Text provided:

Forward model of 1D acoustic wave#

We will delve into the 1D acoustic wave equation and outline how a finite difference scheme can be employed to solve it.

1D Acoustic Wave Equation#

The 1D acoustic wave equation describes how pressure variations or acoustic waves propagate over time. In one spatial dimension, it is given by:

\[ \frac{\partial^2 u(x, t)}{\partial t^2} = c^2 \frac{\partial^2 u(x, t)}{\partial x^2} \]

Where:

  • \( u(x, t) \) is the velocity as a function of position \( x \) and time \( t \).

  • \( c \) is the speed of sound in the medium.

Finite Difference Solver#

Discretization:#

To solve the equation numerically, we discretize both time and space. Let:

  • \( \Delta x \) be the spatial step.

  • \( \Delta t \) be the time step.

  • \( u_i^n \) be the pressure at spatial point \( i \) and time step \( n \).

Finite Difference Approximation:#

Using a second-order central difference scheme for both time and space, we can approximate the wave equation as:

\[ \frac{u_i^{n+1} - 2u_i^n + u_i^{n-1}}{\Delta t^2} = c^2 \frac{u_{i+1}^n - 2u_i^n + u_{i-1}^n}{\Delta x^2} \]

From this equation, the pressure at the next time step \( u_i^{n+1} \) can be isolated:

\[ u_i^{n+1} = c^2 \frac{\Delta t^2}{\Delta x^2} (u_{i+1}^n - 2u_i^n + u_{i-1}^n) + 2u_i^n - u_i^{n-1} \]

Boundary Conditions:#

To implement this scheme, appropriate boundary conditions need to be applied at the spatial extents of the domain.

  • Dirichlet Boundary Condition: Fixes the value at the boundary. For example: \( u_0^n = u_N^n = 0 \).

  • Neumann Boundary Condition: Fixes the spatial derivative at the boundary.

Short exercise A:
Count the lines in the rows below that contain the word "bush", and give only that number.

Record list:

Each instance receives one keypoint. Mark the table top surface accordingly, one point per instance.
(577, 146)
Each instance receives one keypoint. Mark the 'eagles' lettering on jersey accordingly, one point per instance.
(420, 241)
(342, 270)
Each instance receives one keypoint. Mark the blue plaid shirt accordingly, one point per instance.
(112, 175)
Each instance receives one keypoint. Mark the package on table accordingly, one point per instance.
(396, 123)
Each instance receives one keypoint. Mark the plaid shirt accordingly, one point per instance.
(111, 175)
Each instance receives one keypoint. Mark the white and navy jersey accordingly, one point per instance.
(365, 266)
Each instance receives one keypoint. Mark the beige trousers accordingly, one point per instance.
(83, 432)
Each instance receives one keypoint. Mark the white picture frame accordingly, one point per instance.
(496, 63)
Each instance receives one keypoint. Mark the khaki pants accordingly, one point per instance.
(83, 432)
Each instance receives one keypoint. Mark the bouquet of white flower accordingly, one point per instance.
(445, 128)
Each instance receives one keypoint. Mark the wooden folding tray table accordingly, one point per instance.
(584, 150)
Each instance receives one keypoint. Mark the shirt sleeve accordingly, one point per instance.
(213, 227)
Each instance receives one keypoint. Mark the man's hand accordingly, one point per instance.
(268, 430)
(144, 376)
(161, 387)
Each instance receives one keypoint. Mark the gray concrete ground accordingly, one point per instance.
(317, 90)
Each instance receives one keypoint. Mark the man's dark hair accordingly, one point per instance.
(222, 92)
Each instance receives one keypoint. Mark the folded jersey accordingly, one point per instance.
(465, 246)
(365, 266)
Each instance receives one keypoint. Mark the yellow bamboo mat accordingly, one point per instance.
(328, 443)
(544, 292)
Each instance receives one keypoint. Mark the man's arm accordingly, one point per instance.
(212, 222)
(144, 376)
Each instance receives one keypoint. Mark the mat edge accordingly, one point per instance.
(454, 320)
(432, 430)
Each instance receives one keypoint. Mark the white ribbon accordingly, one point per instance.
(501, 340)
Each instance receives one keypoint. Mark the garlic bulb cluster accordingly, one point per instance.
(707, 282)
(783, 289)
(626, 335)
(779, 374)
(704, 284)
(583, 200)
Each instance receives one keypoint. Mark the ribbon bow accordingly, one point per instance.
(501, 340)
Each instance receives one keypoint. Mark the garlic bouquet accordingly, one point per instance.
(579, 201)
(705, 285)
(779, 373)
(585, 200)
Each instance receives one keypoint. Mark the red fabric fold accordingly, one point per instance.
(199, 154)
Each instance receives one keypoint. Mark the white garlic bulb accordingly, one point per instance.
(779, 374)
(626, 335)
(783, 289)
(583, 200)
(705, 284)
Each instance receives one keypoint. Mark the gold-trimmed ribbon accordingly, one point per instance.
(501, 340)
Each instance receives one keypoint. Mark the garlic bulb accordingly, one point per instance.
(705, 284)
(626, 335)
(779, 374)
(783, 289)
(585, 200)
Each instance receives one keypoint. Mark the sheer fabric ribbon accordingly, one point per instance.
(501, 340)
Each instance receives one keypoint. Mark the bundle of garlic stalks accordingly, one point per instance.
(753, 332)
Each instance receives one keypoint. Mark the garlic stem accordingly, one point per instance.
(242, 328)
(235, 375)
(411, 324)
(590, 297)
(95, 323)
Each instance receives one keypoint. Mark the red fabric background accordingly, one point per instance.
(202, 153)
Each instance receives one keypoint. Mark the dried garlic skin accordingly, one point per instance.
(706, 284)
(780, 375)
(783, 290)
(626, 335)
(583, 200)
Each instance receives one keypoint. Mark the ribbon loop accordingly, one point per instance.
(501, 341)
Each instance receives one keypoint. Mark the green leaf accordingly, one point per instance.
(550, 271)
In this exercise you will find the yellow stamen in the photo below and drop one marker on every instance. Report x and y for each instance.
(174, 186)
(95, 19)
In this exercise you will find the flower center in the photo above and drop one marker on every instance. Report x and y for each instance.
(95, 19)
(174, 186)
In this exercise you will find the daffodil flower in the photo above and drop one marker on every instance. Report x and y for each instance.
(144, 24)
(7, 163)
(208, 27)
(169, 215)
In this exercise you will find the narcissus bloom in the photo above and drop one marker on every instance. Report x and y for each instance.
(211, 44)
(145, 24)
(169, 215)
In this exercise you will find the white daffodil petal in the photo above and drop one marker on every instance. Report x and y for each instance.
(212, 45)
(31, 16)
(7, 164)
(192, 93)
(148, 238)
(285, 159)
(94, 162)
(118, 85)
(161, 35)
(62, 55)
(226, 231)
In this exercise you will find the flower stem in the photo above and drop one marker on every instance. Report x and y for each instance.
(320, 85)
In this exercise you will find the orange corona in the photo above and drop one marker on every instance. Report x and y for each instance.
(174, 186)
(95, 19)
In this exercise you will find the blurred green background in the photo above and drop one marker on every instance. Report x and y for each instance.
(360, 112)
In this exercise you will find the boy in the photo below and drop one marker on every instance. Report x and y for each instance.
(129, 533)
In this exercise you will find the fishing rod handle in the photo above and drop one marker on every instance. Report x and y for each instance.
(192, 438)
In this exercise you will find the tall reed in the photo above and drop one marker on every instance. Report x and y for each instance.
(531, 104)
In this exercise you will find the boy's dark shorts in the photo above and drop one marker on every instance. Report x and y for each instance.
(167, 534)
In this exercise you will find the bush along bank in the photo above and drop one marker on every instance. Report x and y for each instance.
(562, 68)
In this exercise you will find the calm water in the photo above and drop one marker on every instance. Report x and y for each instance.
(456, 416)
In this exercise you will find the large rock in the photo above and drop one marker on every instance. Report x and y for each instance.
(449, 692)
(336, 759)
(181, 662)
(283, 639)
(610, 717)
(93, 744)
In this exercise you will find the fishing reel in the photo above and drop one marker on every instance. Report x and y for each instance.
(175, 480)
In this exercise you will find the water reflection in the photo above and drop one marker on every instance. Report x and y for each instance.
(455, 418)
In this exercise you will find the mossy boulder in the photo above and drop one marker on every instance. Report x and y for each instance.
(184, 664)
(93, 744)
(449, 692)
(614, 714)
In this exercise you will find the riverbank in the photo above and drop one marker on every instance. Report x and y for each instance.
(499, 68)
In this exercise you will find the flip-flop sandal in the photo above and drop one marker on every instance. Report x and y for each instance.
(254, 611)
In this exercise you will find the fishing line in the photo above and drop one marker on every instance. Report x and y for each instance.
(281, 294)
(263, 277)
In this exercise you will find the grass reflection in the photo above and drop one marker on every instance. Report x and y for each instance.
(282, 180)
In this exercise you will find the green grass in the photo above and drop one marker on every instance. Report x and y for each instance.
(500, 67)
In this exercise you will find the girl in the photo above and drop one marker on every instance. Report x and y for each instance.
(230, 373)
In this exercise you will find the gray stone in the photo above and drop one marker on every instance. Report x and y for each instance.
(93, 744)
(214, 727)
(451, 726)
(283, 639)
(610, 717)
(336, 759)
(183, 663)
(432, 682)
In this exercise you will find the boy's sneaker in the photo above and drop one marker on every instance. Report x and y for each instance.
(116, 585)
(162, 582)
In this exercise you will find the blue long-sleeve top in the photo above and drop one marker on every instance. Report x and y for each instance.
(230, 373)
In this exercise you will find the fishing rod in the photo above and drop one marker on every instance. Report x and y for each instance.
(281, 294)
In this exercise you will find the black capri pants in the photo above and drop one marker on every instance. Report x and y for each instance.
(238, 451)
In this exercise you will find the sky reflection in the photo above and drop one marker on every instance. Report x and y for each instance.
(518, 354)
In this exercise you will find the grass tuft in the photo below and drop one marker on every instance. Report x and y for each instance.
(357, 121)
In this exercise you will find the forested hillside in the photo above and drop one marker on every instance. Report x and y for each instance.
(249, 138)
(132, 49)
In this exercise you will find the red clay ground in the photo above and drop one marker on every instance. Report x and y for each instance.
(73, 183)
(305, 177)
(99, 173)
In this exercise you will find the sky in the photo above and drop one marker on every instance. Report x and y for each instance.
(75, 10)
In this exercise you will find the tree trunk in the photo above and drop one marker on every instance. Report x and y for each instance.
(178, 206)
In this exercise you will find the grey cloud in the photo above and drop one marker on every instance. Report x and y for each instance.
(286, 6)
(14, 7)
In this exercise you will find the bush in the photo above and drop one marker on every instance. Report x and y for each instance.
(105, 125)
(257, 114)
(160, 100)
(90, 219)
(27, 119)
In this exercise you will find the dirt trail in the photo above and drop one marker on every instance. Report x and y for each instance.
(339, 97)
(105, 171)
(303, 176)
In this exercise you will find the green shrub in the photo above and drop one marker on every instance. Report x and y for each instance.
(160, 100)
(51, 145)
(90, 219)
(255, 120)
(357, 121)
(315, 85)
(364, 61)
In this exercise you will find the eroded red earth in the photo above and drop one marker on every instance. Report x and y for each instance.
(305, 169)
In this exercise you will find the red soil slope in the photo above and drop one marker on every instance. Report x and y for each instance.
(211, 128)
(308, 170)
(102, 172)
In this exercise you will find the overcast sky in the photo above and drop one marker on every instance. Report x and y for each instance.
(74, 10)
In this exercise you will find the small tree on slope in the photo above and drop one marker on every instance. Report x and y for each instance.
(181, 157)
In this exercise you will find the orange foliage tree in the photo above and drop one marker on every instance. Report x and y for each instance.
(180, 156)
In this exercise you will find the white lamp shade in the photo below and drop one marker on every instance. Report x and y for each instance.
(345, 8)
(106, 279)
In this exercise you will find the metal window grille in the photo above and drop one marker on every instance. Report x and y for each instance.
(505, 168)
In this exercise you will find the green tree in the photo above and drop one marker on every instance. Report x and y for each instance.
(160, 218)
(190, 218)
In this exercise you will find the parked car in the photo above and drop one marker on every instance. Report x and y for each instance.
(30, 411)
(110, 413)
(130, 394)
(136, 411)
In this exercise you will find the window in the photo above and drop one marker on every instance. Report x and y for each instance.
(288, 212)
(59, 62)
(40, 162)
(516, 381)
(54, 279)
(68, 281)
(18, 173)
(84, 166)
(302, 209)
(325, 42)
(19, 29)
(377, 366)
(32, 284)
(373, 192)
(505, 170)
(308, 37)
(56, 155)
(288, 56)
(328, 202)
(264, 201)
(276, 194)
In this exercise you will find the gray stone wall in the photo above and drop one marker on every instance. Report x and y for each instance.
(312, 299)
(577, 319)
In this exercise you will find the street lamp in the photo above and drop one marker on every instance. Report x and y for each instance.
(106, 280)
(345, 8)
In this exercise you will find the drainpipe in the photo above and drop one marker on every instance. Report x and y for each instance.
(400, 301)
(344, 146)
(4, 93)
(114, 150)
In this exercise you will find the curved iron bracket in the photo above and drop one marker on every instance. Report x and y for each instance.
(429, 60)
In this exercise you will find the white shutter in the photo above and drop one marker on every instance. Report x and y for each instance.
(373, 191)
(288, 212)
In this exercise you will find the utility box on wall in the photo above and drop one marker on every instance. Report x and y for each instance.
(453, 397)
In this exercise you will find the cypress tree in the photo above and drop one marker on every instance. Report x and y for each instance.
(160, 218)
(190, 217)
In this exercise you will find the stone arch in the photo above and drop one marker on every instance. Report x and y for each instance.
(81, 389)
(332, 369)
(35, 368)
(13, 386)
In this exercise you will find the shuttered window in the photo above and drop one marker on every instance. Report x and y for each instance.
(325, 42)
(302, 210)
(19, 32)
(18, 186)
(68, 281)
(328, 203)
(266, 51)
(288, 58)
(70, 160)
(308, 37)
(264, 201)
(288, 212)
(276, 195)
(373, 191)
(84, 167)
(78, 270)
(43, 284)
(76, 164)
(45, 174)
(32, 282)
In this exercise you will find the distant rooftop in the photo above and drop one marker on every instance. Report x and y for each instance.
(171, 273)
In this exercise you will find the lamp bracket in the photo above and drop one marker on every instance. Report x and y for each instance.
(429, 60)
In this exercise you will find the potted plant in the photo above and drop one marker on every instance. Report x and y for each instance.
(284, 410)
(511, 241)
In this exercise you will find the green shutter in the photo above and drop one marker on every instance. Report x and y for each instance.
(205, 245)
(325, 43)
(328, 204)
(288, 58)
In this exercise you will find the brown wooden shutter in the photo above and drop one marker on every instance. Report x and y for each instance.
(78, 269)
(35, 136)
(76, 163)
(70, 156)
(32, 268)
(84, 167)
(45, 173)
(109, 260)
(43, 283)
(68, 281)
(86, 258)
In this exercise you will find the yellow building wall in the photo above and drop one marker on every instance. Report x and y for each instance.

Short exercise B:
In the text above on the 1D acoustic wave equation, why are both time and space discretized? Answer in one to three sentences.

Written reply A:
2

Written reply B:
Time and space are discretized so that the 1D acoustic wave equation can be solved numerically. Splitting them into a spatial step and a time step makes it possible to apply the finite difference scheme.